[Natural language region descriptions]
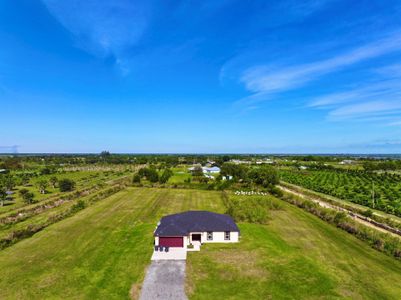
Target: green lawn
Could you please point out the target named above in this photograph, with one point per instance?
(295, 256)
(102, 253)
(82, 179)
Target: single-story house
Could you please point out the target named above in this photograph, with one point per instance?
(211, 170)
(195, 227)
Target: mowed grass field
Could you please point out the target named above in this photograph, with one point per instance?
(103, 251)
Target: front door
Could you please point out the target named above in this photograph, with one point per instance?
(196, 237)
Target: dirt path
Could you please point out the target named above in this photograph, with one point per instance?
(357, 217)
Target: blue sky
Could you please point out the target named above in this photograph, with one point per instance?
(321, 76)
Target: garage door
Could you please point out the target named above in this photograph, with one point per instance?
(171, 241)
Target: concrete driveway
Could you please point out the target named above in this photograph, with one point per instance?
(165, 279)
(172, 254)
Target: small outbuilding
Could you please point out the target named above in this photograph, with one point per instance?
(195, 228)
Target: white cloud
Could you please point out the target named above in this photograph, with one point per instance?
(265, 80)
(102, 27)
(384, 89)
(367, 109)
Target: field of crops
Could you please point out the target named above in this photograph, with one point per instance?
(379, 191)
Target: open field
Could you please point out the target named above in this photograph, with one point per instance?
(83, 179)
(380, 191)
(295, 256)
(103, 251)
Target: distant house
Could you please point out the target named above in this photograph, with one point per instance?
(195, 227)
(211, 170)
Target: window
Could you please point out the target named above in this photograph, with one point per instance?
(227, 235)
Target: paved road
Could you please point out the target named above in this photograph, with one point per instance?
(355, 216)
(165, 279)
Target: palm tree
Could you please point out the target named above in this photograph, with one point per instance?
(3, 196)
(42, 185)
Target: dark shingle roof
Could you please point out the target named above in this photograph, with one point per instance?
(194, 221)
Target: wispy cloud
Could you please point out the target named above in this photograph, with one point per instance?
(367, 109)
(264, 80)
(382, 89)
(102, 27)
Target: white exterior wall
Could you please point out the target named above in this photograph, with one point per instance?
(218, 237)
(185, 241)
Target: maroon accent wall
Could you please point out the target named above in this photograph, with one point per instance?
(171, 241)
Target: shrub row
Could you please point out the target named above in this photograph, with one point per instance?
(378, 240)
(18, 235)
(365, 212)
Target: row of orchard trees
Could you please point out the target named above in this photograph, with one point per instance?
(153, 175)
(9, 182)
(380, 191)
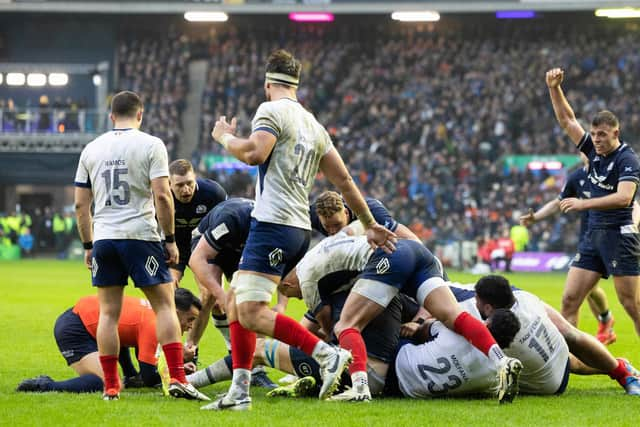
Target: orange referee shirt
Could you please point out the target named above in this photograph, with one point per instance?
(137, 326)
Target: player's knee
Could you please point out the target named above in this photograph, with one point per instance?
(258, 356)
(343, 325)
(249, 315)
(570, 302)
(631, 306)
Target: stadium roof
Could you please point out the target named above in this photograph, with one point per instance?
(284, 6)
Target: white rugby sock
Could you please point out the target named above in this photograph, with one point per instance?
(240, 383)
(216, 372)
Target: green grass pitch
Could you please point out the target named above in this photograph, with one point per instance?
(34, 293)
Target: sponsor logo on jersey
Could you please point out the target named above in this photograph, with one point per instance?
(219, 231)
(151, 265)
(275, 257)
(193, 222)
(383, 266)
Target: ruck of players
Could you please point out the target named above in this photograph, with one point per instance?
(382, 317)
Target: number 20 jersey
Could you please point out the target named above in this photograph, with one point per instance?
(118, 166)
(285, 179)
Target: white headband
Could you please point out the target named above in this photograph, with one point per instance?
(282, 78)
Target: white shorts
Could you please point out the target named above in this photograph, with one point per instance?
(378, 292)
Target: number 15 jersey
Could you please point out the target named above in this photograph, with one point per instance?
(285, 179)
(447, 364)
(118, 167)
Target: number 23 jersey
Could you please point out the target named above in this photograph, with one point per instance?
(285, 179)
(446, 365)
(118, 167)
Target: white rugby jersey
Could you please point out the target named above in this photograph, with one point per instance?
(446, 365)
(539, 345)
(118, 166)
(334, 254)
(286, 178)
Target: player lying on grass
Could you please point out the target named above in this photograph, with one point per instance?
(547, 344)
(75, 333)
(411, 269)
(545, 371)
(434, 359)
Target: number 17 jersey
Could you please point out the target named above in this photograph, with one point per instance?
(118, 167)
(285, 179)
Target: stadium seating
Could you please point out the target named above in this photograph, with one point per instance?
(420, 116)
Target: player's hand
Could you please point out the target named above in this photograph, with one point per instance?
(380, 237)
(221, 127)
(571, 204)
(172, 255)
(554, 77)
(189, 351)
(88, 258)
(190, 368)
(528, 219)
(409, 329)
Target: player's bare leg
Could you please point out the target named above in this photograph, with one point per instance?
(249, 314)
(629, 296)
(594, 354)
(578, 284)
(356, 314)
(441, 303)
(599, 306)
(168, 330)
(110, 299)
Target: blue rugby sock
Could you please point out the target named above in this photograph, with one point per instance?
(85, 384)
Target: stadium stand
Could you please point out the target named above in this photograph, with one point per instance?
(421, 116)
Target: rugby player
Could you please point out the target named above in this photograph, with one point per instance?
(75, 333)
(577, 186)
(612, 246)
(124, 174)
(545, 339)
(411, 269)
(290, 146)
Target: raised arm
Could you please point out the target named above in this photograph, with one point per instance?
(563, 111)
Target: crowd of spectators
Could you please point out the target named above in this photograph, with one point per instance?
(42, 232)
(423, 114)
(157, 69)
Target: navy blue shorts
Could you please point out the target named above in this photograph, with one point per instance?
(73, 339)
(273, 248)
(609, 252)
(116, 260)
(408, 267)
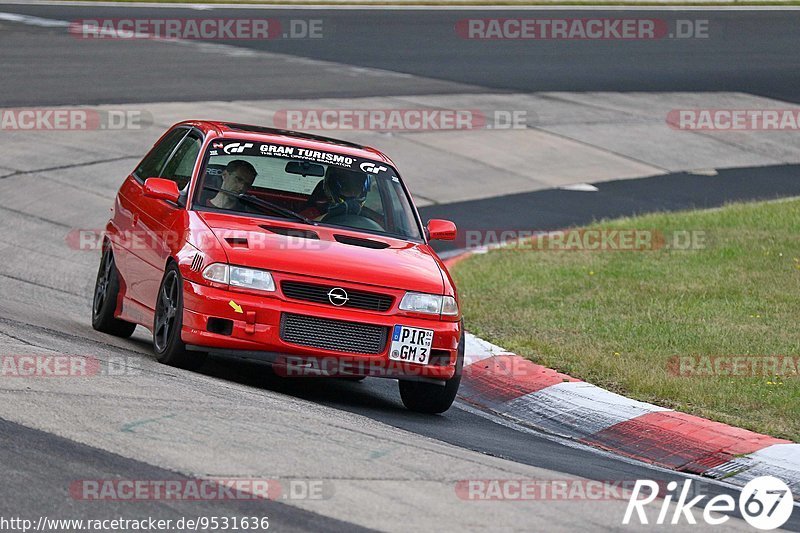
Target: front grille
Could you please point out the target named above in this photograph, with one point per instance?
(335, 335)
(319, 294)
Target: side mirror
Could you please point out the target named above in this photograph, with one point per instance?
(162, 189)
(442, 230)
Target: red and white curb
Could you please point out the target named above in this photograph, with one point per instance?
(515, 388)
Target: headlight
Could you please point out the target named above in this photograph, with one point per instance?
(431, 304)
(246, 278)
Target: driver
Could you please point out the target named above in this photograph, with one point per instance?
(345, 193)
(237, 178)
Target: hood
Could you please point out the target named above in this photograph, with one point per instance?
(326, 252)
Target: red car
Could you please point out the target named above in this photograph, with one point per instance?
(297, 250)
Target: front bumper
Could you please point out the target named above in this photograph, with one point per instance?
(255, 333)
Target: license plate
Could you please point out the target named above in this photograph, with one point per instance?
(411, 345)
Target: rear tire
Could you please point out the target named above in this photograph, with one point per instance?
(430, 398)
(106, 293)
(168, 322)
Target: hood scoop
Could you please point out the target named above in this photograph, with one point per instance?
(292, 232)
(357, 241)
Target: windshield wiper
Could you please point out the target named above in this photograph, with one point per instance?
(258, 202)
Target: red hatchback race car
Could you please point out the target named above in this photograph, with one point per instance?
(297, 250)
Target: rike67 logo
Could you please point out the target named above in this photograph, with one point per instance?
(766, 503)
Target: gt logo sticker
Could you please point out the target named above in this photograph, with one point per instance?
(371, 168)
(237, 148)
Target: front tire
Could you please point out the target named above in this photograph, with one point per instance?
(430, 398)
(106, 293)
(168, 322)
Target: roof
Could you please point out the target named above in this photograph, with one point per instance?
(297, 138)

---

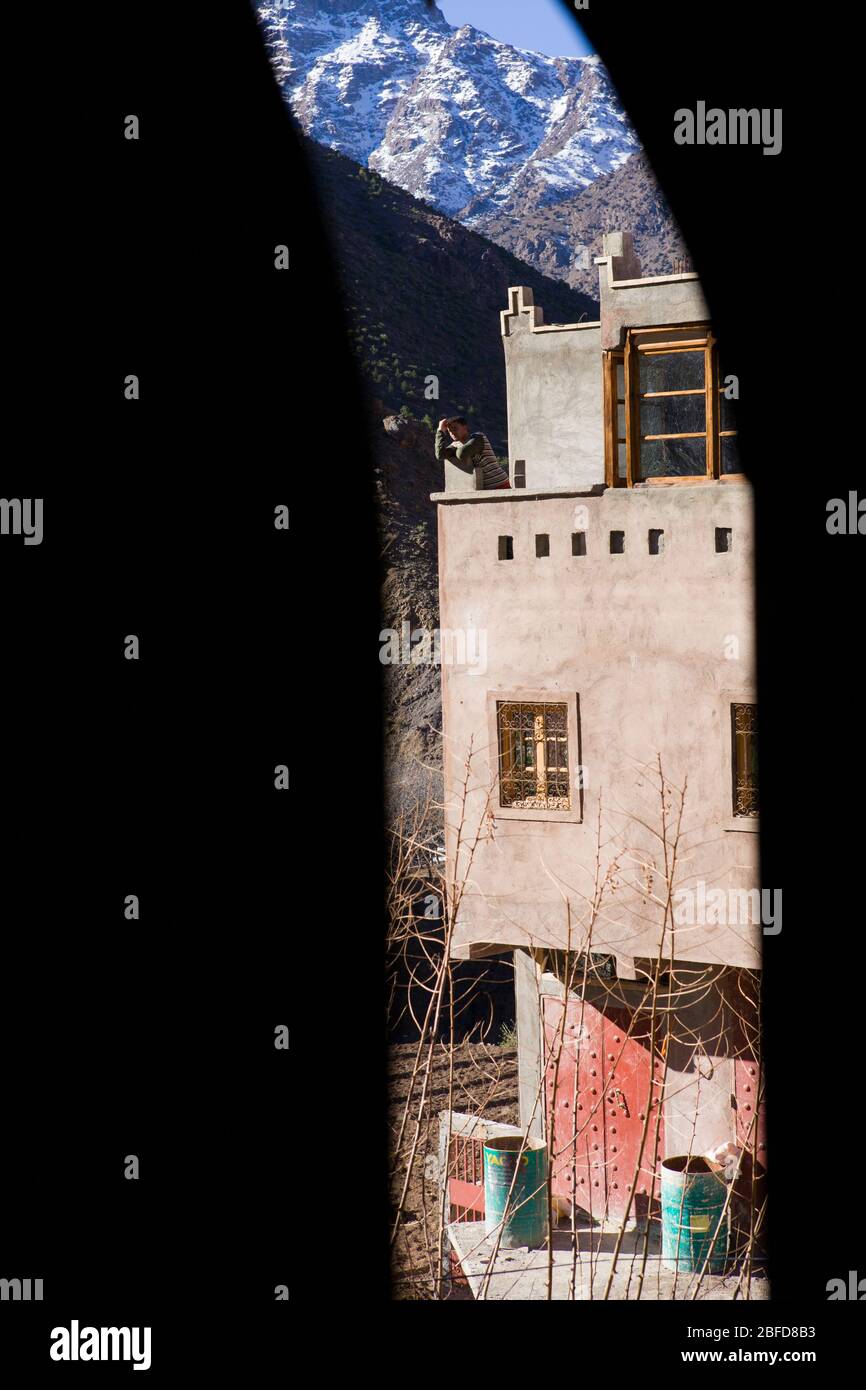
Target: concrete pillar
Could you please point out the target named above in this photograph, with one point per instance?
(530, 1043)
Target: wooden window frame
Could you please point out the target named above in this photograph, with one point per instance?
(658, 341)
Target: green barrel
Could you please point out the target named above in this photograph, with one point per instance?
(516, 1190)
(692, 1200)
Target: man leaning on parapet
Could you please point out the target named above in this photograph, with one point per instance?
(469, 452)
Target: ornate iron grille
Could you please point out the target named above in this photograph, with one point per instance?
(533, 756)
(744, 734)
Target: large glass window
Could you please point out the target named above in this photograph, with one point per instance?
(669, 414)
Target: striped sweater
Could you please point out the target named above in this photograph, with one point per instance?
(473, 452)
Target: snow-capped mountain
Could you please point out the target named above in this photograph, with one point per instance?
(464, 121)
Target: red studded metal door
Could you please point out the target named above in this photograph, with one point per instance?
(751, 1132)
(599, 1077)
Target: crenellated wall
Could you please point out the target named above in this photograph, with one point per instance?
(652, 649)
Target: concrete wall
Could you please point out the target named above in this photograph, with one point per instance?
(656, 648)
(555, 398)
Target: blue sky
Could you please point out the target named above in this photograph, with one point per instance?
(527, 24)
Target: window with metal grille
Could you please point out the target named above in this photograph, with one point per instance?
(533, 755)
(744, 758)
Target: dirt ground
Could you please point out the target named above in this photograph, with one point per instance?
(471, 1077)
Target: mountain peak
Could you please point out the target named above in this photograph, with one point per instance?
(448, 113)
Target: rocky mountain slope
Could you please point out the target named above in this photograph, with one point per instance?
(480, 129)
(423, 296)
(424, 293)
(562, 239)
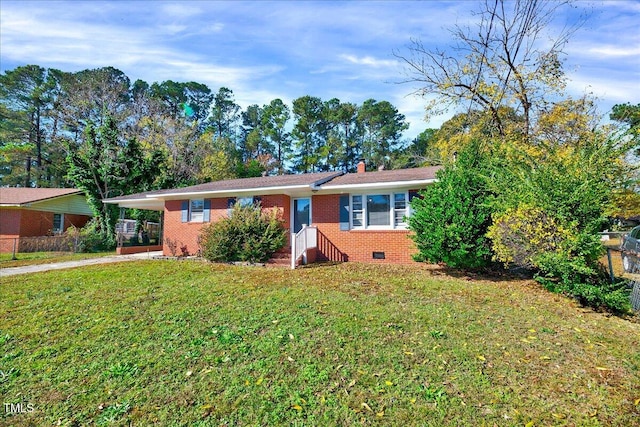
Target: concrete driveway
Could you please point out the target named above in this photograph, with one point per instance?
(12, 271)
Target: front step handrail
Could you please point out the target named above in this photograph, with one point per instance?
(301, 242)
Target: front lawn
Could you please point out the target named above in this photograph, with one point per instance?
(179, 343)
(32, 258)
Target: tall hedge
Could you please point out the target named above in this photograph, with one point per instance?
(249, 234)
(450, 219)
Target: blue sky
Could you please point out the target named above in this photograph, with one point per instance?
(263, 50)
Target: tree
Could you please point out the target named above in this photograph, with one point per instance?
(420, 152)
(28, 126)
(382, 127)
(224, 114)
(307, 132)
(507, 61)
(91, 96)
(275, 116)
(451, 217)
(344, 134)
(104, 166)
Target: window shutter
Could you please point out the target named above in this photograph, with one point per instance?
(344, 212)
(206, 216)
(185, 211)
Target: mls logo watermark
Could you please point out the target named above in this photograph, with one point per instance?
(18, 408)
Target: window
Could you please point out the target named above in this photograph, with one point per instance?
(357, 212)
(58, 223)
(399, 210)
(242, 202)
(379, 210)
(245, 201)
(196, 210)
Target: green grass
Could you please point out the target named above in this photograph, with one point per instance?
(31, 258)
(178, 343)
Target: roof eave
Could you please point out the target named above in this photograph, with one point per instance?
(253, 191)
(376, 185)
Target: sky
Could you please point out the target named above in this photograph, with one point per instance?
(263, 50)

* * *

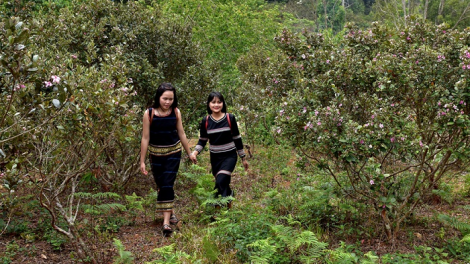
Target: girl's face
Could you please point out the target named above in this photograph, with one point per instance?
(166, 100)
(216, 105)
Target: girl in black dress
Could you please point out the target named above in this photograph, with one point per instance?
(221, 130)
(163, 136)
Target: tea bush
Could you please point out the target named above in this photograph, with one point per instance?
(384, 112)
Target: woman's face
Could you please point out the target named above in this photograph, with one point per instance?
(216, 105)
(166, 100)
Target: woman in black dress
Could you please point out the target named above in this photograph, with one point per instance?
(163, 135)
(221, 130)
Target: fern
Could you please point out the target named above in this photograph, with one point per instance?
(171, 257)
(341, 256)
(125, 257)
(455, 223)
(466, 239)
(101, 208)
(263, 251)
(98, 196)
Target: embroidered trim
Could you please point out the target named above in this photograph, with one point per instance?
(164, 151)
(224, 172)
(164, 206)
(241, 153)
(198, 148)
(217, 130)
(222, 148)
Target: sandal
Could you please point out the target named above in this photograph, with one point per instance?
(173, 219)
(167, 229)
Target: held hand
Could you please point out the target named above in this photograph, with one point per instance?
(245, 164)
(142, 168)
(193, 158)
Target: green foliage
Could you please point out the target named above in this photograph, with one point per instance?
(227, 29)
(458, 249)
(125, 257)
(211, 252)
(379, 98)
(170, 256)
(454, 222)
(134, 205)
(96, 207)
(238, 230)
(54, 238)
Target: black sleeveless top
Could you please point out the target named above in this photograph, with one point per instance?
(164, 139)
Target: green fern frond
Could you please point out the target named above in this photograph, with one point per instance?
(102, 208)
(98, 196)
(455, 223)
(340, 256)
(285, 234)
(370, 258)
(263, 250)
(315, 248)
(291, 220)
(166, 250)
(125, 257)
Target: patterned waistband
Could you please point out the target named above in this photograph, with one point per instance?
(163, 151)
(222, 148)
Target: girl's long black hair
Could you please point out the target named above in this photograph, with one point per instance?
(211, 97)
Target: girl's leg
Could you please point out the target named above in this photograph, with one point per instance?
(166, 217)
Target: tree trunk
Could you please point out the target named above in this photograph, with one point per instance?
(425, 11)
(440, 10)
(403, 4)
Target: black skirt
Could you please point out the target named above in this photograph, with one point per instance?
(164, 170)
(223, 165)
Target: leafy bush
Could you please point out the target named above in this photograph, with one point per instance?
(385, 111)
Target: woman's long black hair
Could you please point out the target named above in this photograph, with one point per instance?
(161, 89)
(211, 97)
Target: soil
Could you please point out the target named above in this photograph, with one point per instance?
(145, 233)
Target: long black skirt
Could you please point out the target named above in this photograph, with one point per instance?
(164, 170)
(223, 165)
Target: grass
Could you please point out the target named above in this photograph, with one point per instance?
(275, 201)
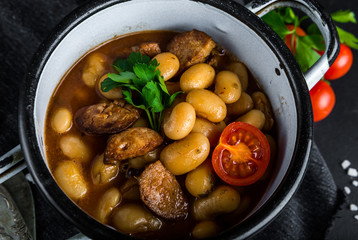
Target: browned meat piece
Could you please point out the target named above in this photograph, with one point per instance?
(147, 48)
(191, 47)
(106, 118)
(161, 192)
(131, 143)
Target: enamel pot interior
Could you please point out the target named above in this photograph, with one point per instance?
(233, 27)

## What you should do
The lines above from the one containing "Target: green lawn" through the one containing "Target: front door" are to be set down exactly, and no others.

## Response to the task
Target: green lawn
Could you please point out the target named above in this photograph, with one point per instance?
(295, 256)
(102, 253)
(82, 179)
Target: single-story house
Could you please point out the target named above in this photograph, with one point per instance?
(211, 170)
(195, 227)
Target: mowed grass field
Could you please point out the target named above in this photograph, with one point per instance?
(103, 251)
Target: front door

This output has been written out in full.